[Brief]:
Going from the line that contains "Can you find the beige" down to the last line in the listing below, reproduce every line exactly and include no others.

[Record set]:
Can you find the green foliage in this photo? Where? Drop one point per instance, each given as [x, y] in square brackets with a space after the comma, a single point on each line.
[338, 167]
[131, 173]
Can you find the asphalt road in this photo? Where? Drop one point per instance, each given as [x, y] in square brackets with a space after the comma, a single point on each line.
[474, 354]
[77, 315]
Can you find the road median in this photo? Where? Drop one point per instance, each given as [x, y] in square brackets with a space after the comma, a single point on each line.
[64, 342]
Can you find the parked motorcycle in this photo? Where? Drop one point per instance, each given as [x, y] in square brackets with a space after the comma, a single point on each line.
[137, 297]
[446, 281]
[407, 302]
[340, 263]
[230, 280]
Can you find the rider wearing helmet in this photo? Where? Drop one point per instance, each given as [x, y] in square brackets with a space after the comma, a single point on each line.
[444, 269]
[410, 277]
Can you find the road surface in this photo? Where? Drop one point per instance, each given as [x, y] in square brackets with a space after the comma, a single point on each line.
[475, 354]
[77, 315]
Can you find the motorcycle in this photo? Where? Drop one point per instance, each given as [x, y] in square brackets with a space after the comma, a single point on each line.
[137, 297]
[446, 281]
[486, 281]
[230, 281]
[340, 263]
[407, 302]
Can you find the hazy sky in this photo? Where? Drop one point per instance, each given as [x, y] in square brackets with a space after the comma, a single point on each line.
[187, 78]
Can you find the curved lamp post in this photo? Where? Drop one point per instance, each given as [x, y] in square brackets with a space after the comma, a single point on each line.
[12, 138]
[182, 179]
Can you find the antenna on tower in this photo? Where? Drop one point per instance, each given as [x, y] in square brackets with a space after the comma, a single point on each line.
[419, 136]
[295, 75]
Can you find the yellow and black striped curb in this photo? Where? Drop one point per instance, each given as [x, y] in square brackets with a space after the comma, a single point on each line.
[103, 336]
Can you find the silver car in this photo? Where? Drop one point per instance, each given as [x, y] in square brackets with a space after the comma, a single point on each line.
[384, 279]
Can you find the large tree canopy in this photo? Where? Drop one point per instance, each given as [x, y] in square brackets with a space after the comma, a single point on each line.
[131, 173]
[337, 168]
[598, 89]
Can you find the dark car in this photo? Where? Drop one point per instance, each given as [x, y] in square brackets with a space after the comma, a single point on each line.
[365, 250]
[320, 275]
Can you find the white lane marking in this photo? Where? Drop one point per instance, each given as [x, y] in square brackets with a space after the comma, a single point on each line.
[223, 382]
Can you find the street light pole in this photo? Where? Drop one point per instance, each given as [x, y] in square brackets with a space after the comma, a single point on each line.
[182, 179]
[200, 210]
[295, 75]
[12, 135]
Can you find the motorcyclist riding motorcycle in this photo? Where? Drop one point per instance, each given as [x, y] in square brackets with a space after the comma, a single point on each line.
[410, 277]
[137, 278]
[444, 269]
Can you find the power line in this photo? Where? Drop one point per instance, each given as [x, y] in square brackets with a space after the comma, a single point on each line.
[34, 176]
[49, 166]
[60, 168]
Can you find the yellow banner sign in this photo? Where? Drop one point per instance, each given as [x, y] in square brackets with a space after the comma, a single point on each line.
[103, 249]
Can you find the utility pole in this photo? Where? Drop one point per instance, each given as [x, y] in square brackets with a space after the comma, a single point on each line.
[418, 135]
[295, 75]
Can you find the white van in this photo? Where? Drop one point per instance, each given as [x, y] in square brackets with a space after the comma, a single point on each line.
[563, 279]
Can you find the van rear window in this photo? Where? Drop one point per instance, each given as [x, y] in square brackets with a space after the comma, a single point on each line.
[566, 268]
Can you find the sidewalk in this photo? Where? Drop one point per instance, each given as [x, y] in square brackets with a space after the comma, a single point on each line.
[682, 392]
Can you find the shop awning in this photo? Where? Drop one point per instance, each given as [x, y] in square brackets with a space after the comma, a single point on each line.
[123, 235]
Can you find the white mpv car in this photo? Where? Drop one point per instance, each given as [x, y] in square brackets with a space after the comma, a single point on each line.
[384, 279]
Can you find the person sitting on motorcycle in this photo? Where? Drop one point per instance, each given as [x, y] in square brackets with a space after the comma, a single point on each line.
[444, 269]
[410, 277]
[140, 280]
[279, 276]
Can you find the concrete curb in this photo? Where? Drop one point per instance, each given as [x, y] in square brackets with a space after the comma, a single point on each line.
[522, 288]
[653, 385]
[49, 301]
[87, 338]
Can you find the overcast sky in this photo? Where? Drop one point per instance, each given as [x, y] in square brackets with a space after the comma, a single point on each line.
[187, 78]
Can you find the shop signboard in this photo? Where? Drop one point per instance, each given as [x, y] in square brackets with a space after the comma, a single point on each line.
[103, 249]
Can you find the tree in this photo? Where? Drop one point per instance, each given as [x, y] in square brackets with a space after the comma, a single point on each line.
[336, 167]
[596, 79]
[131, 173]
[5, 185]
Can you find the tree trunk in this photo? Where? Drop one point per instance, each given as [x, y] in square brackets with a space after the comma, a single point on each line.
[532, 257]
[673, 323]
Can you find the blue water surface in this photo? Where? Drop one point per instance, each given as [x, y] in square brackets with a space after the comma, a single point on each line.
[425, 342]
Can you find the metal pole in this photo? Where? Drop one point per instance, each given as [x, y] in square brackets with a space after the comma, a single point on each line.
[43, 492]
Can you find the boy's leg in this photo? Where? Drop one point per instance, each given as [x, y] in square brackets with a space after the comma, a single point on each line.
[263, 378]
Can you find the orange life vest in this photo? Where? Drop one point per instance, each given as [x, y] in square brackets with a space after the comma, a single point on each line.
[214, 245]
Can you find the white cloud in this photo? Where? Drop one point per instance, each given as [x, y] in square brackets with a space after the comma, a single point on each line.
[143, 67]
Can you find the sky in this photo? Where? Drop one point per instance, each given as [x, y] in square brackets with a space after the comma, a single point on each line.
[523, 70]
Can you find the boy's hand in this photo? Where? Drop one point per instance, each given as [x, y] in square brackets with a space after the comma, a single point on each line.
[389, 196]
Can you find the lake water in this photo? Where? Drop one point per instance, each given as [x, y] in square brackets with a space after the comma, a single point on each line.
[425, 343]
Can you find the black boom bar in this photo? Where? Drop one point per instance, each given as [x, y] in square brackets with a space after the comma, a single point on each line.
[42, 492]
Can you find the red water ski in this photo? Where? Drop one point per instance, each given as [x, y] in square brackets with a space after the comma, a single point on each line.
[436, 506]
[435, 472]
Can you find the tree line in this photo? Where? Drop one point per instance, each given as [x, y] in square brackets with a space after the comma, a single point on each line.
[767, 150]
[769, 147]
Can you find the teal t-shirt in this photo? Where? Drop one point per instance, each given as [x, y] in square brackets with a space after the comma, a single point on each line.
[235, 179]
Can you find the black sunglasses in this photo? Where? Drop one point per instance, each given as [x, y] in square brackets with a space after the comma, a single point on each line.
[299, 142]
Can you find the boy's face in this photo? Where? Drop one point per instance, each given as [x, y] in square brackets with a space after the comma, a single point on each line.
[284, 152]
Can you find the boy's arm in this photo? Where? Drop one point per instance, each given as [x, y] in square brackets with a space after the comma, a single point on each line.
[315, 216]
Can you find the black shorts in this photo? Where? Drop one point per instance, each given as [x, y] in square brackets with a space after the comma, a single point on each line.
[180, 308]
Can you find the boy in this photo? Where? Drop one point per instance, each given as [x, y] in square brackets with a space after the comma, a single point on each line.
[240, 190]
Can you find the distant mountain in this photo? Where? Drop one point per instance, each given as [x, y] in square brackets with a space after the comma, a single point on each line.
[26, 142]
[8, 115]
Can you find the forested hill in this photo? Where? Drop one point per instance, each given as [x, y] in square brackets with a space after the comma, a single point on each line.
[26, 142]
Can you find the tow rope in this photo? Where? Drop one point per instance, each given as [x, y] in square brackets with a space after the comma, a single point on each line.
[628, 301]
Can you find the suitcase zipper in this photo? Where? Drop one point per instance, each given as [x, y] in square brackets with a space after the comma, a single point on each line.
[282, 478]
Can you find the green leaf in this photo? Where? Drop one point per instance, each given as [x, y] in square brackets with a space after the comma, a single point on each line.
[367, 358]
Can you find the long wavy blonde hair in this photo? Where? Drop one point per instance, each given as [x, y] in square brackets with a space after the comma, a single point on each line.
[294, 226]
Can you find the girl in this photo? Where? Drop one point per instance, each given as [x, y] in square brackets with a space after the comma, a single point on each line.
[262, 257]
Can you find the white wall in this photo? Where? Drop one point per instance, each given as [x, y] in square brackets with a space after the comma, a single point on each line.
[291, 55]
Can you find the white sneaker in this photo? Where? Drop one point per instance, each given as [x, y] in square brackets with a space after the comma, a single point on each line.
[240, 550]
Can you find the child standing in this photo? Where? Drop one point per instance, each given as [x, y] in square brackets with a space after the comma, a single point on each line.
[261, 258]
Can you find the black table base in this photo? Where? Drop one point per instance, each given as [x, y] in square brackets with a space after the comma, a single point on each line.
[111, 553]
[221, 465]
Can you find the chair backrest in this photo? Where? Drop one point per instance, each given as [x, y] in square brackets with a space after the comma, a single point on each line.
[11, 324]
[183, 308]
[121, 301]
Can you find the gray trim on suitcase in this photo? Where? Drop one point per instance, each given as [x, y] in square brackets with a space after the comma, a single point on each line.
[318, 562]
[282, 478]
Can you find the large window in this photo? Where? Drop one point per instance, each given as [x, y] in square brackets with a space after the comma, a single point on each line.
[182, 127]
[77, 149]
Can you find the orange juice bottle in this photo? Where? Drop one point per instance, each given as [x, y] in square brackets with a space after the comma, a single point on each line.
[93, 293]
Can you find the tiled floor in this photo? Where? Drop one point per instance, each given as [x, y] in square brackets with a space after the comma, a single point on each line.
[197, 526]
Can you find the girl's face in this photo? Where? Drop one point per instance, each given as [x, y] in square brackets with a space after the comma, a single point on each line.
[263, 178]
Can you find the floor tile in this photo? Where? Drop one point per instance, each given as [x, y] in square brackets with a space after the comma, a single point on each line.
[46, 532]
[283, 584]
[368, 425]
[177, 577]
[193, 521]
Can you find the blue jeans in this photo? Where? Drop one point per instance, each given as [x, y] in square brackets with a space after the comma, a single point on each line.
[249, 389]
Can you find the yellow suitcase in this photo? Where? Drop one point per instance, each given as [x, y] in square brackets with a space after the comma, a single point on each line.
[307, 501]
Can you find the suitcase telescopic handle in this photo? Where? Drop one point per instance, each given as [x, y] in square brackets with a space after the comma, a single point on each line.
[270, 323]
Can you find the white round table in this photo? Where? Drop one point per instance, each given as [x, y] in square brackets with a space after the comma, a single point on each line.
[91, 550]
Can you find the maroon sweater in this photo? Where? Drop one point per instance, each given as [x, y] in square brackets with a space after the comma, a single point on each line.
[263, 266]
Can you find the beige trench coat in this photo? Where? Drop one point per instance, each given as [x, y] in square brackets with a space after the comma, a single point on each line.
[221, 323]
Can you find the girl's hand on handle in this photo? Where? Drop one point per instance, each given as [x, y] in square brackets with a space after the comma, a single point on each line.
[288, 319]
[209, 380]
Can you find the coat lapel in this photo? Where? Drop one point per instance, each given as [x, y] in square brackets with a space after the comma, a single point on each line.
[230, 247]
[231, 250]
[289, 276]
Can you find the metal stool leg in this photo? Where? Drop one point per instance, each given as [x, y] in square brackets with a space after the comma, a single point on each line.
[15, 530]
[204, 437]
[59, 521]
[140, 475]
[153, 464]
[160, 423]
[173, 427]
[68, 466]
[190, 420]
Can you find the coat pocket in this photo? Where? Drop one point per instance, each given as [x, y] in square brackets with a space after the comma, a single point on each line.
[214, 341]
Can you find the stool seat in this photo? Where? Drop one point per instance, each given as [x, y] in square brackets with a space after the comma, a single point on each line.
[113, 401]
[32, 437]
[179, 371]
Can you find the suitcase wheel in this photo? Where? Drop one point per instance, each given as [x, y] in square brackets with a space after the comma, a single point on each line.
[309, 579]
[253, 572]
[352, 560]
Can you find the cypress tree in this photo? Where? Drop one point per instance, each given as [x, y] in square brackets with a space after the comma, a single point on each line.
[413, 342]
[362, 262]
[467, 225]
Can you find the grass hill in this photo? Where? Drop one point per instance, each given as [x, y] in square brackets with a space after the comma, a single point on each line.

[Reply to the task]:
Can you find the beige trench coat in this photo? Where? Drop one point per instance, each given as [x, y] in square brackets with a space after the comma, a single point on each line.
[221, 323]
Can you find the girl's hand on handle in this photo? Where? Drop one point per instance, each given as [x, y] in square brackets with a space after the comma, a single point on each line.
[288, 319]
[209, 380]
Can you find the coat lapel in this photo? Where? Drop one point per instance, each given as [x, y] in square brackets with a space after the comma, a single point on each line.
[230, 247]
[231, 250]
[289, 276]
Can you find the metal stool leg in this photo? Where? Drop one point per instance, each given as [x, y] in square brackets with a space after the comma, a single point on each line.
[15, 530]
[204, 437]
[59, 521]
[140, 475]
[153, 464]
[160, 423]
[173, 427]
[68, 466]
[190, 420]
Can you find the coat pocket in this photo? Where? Drop one point per instance, each given as [x, y] in square brackets with a space after the comma, a single point on each line.
[214, 341]
Can you find the stool seat in this photo? Where? Drop one point per instance, each given as [x, y] in square brackets with a space after the comma, a single point on each line.
[113, 401]
[32, 437]
[179, 371]
Can you find the suitcase wheel in this photo? Where? Drop one point per instance, each given as [x, y] in square brackets with a space after the comma, a single point on each line.
[309, 579]
[253, 572]
[352, 560]
Can you find the cypress tree in this photo? Where? Drop one point per instance, each given as [x, y] in square brackets with a space after the comma, a single point on each line.
[413, 342]
[362, 262]
[467, 225]
Can you find the grass hill in this photo? Where? Drop one point per instance, each given as [x, y] in square brackets with a space after the comma, a single point on each line.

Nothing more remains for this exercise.